Required work - Please quote exactly the lines below from the line containing "Please point out the hillside, one" to the line containing "Please point out the scrap", both lines included, and nothing else.
════════
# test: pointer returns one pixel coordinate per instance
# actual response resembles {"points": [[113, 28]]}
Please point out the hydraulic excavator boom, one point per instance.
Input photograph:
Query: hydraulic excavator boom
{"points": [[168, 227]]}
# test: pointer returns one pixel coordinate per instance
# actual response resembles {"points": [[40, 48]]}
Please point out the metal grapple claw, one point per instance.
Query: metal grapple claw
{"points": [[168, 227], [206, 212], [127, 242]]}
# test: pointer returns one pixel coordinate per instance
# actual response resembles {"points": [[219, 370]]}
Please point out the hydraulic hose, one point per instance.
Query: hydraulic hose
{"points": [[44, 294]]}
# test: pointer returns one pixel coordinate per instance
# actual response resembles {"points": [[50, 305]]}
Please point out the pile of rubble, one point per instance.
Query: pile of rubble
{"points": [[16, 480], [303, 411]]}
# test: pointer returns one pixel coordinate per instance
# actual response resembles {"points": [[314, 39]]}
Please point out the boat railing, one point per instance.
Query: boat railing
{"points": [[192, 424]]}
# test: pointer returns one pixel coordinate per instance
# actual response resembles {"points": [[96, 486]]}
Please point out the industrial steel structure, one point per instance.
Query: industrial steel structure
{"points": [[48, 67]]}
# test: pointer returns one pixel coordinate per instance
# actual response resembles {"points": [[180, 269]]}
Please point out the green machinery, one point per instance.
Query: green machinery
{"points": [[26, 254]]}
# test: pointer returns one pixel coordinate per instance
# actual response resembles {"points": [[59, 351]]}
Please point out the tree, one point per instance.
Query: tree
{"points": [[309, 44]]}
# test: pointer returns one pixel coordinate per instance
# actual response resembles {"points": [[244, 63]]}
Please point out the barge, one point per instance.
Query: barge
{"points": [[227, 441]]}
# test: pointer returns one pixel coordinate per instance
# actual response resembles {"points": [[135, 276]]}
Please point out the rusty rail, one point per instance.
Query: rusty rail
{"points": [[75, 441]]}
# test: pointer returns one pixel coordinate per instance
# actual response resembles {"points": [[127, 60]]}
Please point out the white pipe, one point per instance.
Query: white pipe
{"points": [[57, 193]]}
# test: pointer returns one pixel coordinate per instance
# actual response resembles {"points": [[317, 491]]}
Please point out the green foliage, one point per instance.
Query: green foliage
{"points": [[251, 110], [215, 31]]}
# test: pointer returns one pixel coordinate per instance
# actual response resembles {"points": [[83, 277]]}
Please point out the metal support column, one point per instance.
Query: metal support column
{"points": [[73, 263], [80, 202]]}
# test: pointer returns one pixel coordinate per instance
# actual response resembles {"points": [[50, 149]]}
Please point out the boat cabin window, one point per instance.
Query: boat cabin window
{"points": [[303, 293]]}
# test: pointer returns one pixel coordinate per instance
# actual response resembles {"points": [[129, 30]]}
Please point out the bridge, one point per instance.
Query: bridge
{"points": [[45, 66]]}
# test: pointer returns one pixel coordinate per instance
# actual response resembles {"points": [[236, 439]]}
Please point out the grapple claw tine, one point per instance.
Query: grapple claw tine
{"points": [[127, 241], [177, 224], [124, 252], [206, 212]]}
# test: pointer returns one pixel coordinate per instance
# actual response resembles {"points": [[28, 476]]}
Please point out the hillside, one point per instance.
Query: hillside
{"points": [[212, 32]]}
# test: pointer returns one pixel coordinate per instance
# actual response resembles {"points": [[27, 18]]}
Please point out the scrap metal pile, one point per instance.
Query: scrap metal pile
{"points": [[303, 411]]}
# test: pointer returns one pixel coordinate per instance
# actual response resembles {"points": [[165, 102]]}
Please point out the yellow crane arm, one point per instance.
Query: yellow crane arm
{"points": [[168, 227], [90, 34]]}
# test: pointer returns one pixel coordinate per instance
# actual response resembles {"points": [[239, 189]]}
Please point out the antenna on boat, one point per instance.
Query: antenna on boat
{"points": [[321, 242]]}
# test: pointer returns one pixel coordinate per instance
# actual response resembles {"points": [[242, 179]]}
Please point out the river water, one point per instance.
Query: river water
════════
Your solution -
Please point out the hillside, one point per instance.
Query: hillside
{"points": [[212, 32]]}
# test: pointer returns one pixel coordinate per instance
# actual response resembles {"points": [[27, 18]]}
Please point out the scrap metal pile, one point per instance.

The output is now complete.